▸ OBJECTIVE
Reproduce every line of the data that opens with the line containing "the window shown" and closes with the line containing "[(144, 37)]", both of those lines included, and shift each coordinate value in the answers up by 70. Leave everything else on those lines unchanged.
___
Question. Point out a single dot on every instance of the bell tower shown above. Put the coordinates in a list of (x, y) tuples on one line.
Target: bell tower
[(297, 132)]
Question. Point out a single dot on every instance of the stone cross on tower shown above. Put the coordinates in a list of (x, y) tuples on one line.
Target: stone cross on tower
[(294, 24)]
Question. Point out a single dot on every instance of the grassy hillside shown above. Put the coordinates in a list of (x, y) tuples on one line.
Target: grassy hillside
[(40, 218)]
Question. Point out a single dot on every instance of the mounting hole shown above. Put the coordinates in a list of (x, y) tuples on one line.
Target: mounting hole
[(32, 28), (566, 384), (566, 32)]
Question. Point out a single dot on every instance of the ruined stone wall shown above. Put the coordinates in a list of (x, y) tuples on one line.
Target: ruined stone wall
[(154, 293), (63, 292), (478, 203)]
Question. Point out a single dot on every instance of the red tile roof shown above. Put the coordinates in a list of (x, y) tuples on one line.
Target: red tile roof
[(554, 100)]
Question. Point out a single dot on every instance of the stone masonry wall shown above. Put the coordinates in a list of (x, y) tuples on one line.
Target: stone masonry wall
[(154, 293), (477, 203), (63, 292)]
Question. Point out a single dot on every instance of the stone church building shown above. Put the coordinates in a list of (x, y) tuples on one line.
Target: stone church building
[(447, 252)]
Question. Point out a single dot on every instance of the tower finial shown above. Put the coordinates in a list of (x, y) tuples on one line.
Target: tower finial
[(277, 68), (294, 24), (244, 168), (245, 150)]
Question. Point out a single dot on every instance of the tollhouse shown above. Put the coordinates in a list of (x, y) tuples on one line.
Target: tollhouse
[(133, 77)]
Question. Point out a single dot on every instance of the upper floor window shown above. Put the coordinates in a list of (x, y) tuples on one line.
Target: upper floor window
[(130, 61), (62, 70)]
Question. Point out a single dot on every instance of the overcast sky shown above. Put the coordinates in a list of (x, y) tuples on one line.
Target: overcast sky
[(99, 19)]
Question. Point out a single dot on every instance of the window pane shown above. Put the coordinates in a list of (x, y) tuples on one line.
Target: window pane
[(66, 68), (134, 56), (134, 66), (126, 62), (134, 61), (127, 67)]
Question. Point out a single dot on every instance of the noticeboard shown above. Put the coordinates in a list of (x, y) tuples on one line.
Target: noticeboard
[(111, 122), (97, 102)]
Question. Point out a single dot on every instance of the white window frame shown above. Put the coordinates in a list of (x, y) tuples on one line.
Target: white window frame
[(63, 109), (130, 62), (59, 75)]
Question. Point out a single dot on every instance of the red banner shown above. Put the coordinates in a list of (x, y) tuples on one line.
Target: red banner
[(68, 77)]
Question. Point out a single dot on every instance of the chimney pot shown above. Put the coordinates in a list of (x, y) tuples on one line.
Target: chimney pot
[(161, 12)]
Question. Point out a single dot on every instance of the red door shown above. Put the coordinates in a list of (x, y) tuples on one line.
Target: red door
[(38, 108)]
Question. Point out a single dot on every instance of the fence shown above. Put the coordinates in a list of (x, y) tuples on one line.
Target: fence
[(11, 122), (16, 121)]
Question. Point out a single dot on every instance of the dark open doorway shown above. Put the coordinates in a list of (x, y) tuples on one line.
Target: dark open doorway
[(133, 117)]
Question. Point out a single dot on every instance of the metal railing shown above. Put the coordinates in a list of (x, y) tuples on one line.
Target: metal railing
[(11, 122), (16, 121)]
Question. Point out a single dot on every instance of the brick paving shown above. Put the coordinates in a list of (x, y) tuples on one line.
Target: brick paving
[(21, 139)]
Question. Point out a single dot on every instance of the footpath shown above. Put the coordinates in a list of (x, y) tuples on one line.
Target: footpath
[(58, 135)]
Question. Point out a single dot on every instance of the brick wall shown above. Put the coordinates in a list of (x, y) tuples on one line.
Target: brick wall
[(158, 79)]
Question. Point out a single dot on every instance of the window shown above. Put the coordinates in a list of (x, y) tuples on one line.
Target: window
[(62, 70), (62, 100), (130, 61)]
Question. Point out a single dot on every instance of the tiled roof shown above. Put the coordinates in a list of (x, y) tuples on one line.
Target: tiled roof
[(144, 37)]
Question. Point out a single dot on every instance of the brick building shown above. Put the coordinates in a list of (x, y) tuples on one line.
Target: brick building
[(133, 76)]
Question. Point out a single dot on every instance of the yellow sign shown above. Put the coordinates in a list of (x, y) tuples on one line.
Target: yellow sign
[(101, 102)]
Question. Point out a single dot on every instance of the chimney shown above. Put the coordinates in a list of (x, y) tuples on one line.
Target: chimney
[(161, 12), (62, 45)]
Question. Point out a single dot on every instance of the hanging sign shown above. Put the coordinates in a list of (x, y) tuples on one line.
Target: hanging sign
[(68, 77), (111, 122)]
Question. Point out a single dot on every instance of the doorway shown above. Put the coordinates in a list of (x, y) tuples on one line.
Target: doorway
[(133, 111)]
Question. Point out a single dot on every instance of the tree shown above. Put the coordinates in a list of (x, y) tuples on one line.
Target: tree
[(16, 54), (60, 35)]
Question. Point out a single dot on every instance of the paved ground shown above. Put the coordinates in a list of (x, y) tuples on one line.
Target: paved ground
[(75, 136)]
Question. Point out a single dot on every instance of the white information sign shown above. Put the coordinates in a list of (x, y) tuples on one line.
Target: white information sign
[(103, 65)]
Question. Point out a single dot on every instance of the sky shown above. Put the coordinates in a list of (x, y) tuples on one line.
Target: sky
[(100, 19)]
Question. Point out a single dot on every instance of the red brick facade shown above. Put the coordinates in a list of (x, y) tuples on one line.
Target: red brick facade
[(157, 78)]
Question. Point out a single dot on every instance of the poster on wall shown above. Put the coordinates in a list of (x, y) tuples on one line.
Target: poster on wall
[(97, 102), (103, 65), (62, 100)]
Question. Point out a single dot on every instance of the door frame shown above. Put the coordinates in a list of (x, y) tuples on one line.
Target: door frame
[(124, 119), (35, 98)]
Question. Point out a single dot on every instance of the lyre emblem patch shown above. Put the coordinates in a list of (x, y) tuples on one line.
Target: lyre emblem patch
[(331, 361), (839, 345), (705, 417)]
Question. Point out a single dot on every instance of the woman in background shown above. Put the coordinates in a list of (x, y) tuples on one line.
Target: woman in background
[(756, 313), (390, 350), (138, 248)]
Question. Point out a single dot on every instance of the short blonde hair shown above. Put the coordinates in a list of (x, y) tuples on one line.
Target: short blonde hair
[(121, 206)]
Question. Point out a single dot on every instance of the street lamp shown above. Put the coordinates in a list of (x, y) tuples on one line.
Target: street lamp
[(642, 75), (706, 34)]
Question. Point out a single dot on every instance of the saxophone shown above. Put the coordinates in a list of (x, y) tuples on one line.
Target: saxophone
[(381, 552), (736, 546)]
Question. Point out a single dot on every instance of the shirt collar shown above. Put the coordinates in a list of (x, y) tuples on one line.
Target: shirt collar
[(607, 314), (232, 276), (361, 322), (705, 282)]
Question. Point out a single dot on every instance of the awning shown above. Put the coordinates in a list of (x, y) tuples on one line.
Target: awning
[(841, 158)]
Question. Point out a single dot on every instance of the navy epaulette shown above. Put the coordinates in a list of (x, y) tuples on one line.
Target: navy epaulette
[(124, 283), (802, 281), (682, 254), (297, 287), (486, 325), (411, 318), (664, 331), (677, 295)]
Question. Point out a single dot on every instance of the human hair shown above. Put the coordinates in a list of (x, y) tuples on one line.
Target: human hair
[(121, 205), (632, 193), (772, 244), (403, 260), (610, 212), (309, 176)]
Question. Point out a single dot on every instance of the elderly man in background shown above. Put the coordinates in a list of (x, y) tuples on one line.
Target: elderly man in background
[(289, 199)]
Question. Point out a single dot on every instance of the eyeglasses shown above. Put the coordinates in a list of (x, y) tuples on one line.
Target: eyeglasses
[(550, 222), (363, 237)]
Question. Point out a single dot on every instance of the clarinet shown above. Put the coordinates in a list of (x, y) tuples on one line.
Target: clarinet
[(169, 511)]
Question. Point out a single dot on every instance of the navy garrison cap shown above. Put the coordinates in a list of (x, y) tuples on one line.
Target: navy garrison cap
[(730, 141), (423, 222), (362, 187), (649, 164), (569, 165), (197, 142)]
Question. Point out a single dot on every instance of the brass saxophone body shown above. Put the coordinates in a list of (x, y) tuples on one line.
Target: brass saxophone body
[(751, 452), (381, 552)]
___
▸ EXERCISE OUTPUT
Question. Point out a single dot on every instance of the window shown above. Put the coordinates in a list of (x, y) tuples on one line.
Target: window
[(132, 140), (132, 170), (200, 131)]
Question. Point out a single dot on every instance of the tiled roof shown above. Put the coordinates in a list of (x, y) tuples on one line.
Target: tiled roof
[(214, 107)]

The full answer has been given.